» Stated goal
Can you repeat every row below word for word, with no changes?

» Data for processing

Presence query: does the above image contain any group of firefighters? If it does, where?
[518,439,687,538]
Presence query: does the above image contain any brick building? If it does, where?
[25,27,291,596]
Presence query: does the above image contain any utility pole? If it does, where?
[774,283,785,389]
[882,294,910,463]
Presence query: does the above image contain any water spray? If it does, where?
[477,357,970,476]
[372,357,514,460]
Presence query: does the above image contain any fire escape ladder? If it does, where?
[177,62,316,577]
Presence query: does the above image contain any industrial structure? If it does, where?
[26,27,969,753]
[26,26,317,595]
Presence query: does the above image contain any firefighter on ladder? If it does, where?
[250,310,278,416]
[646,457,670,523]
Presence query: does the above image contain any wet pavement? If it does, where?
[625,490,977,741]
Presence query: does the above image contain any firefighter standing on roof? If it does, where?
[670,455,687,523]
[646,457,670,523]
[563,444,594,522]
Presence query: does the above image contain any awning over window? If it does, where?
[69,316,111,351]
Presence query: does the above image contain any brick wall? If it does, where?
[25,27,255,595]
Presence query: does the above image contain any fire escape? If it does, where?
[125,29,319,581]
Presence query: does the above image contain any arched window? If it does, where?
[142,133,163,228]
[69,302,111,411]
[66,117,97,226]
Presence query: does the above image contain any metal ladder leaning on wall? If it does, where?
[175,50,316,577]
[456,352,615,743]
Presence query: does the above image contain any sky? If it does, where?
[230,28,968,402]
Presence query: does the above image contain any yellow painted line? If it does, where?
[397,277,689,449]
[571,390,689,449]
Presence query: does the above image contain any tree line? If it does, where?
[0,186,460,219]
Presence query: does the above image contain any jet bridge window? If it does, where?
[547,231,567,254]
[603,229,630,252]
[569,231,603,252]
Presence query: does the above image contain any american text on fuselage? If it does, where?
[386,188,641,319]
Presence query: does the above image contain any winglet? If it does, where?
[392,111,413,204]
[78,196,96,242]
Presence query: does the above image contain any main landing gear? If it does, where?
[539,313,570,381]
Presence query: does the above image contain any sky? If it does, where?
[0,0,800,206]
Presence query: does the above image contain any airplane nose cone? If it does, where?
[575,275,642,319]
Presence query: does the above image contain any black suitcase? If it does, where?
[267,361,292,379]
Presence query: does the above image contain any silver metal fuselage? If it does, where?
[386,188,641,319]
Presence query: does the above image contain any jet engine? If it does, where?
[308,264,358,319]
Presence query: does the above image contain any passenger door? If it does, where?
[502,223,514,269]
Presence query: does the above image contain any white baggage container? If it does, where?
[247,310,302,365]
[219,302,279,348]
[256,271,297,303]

» Reply to the exercise
Presence query: does the above image contain any group of firefighters? If it does, where?
[518,439,687,538]
Presence query: does the above image contain any brick building? If it does, where?
[25,27,291,596]
Presence query: does the above image contain any utility pole? If it does, where?
[774,283,785,389]
[882,294,910,463]
Presence query: does the above image contain any water spray? If it does, where?
[477,357,970,476]
[372,357,514,460]
Presence query: does the above image contain any fire escape ladder? If it does, where?
[177,62,316,577]
Presence query: does the above image contain any industrial structure? If it does, where?
[26,27,969,753]
[26,26,317,595]
Presence query: does the above image contain any firefighter on ladder? If it does, where?
[250,310,278,416]
[646,457,670,523]
Presence query: does the above image contain any wet pavement? If it does, where?
[625,490,977,741]
Presence query: does the above image contain any firefighter standing on roof? If it does, where?
[670,455,687,523]
[646,457,670,523]
[563,444,594,522]
Presence query: does the above image contain any awning over window? If it does, where?
[69,316,111,351]
Presence query: does the above image contain any brick wall? If it does, where?
[25,27,255,595]
Presence query: does the above image contain any fire escape? If it does, where?
[125,29,319,581]
Presence query: does the above image contain any arched window? If it does, where?
[142,133,163,228]
[69,302,111,411]
[66,117,97,226]
Presence query: does the above image contain any metal ladder leaning on wall? If it does, where?
[175,50,316,577]
[456,352,615,743]
Presence query: does the above image contain any sky? If it does, where?
[230,28,968,402]
Presence query: does the above image contain any yellow painted line? If it does, where?
[397,277,689,449]
[571,390,689,449]
Presence query: does the above image contain any tree line? If it does, where?
[0,186,460,219]
Presence query: does the above image contain any jet bridge window? If it does, where?
[547,231,567,254]
[603,229,630,252]
[569,231,603,252]
Presence query: does the above image contain any american text on fuselage? If it does, where?
[386,188,641,319]
Presence query: does the above image contain any winglet? If it does, where?
[392,111,413,204]
[78,196,96,242]
Presence query: does the above image contain any main landing gear? If it does, where?
[539,313,570,381]
Presence query: does the above image contain any sky? If it does, where?
[0,0,800,206]
Presence query: does the above image contain any airplane nose cone? If it does, where?
[575,275,642,319]
Presence query: does the above image contain any black suitcase? If it does, where?
[267,361,292,379]
Presence query: does the above image contain any silver metal fuselage? If it does, where?
[386,188,641,319]
Presence query: does the above image contain any jet engine? If it does, where?
[308,264,358,319]
Presence query: does the above image contain any passenger door? If it does, where?
[502,223,514,269]
Presence query: does the above image contain any white baggage container? If it does, where?
[247,310,302,365]
[219,302,279,348]
[256,271,297,303]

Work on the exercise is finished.